_EJERCICIO_.
Retoma el texto sobre el encuentro con Ray Loriga y continúalo a partir de su última oración.

_DOCUMENTO DE ORIGEN_.
★ ★ ★
Hacía  muchos años que le debía un abrazo a Ray Loriga. Un abrazo, en primer lugar, al autor de Lo peor de todo, Héroes o Caídos del cielo, tres novelas en las que encontré un reflejo de lo que yo mismo suponía ser entonces, allá por los comienzos y mediados de los noventa. Sobre la explanada del Niemeyer, espero verlo aparecer junto a Javier García Rodríguez, el coordinador del ciclo “De palabra”, en el que voy a tener una conversación con el escritor. ¿Lo reconoceremos sin problema? No estamos seguros de haber visto una foto realmente reciente de él. ¿Qué aspecto tendrá ahora un autor unido como a su sombra a una imagen, una actitud, que lo singularizó en las letras españolas? Varias alarmas falsas, hasta que una silueta comienza a acercarse: ni nos preguntamos por qué, pero esos andares son inequívocamente de los noventa. Y sobre ellos viene Ray Loriga.
★ ★ ★
_CONJUNTO DE ENTRADAS_.
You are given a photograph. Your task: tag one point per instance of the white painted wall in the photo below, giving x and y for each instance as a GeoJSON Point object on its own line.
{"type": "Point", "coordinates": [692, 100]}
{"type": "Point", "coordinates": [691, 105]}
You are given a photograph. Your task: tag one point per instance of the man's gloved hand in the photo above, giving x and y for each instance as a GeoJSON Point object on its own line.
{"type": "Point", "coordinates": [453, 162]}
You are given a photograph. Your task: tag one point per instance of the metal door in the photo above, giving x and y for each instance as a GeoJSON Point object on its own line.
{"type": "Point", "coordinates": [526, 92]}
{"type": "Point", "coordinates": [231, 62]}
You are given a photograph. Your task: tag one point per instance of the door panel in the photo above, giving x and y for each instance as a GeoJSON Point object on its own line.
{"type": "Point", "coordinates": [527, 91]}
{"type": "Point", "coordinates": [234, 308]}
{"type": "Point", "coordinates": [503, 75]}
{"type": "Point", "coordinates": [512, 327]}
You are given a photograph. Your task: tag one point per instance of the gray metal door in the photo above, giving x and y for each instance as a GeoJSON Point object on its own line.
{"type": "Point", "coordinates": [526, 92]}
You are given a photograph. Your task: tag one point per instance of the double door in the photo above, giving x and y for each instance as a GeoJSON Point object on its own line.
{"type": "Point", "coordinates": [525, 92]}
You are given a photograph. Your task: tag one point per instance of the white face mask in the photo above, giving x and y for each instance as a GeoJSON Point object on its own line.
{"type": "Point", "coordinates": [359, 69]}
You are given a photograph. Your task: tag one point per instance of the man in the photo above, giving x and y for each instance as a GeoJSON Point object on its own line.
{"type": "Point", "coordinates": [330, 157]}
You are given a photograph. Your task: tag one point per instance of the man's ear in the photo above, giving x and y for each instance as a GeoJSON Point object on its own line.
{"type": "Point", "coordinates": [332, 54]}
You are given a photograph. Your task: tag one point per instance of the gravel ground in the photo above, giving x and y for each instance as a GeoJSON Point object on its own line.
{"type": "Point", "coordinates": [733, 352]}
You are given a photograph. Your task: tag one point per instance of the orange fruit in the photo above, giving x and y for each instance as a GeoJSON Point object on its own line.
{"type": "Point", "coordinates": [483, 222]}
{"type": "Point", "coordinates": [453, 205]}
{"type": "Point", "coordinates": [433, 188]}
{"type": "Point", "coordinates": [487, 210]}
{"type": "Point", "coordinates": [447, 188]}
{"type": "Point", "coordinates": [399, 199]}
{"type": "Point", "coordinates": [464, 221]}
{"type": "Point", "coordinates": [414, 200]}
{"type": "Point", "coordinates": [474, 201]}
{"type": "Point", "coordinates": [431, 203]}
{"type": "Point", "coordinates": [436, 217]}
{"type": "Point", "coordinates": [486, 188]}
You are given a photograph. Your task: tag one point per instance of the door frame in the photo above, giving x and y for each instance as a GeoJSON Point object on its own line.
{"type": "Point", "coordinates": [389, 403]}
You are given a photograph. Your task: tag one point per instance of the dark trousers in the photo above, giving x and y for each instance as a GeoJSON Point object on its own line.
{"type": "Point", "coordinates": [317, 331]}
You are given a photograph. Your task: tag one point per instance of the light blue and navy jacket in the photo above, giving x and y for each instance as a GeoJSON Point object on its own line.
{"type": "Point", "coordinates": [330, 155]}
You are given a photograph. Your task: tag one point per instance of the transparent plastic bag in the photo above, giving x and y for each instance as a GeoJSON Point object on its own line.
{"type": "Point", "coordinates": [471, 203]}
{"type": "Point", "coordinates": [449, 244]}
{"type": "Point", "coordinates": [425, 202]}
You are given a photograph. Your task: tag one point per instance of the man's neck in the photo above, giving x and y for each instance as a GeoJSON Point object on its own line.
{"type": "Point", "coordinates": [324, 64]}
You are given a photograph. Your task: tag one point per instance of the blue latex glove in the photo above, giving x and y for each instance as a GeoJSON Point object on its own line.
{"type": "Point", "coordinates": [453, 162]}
★ ★ ★
_RESPUESTA_.
Le doy el abrazo que le debía, aunque aún no se lo explico: mera formalidad cordial. El abrazo es de parte de aquel lector adolescente, pero también de todos los que para bien o para mal he ido siendo con el tiempo: desde sus veinticinco a los cincuenta años que ahora tiene; desde mis quince a mis casi cuarenta. Leyendo todos habremos tenido esa sensación de que el autor está dando expresión a un modo de percibir el mundo que no dudaríamos en calificar como el nuestro. Aquí me entra siempre la misma necesidad de buscar la fotografía del escritor en la solapa o la contracubierta del libro, una forma de reconocimiento, de gratitud e incluso de indagación: ¿pero cómo es posible que sepa, que haya podido adivinar…? Podría medir el índice de gusto de cada libro que he leído por las veces que fui a esa imagen, cuando la había, en los paratextos de la obra. Y no me avergüenza reconocer que miré muchas veces y mucho los retratos fotográficos de Ray Loriga. Durante años, las gafas oscuras que velaban su mirada devolvían el reflejo de mi propia cara.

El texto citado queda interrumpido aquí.